* _Written request_
Extract all of the rows below and reproduce each line verbatim.

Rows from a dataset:
------
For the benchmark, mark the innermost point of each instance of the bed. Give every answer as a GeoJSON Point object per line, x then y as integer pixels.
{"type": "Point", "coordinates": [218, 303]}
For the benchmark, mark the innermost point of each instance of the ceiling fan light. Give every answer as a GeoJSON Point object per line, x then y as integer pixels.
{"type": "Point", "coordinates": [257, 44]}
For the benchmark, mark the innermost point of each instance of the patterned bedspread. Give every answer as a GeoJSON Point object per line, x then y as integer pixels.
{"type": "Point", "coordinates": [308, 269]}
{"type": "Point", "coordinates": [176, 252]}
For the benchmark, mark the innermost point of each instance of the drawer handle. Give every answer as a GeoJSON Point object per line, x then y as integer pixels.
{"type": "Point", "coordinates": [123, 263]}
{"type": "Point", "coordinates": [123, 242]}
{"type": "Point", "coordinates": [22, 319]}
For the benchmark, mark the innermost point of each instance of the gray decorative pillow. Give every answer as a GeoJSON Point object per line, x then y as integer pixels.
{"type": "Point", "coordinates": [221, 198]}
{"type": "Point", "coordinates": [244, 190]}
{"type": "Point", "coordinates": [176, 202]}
------
* _Task solution_
For the benchmark, mark the innermost point of each instance of the bed. Give every answer as a GeoJSON Point object per line, x then y as integer pixels.
{"type": "Point", "coordinates": [218, 303]}
For the benchmark, mark the innermost point of each instance of the ceiling fan light. Give every answer as a GeoJSON Point object per line, x then y as integer pixels.
{"type": "Point", "coordinates": [257, 44]}
For the benchmark, mark the innermost point of each instance of the patterned bedspread. Give every answer as a GeoJSON Point object per line, x then y as integer pixels.
{"type": "Point", "coordinates": [308, 269]}
{"type": "Point", "coordinates": [176, 252]}
For the benchmark, mark the innermost point of each instance of the drawer handle. Give every answer as a GeoJSON Point object per line, x then y as integer pixels.
{"type": "Point", "coordinates": [123, 263]}
{"type": "Point", "coordinates": [123, 242]}
{"type": "Point", "coordinates": [22, 319]}
For the benchmark, mark the innermost point of each instance of the gray decorative pillow. Give every answer as a GeoJSON Point object per line, x then y as integer pixels.
{"type": "Point", "coordinates": [221, 198]}
{"type": "Point", "coordinates": [244, 190]}
{"type": "Point", "coordinates": [176, 202]}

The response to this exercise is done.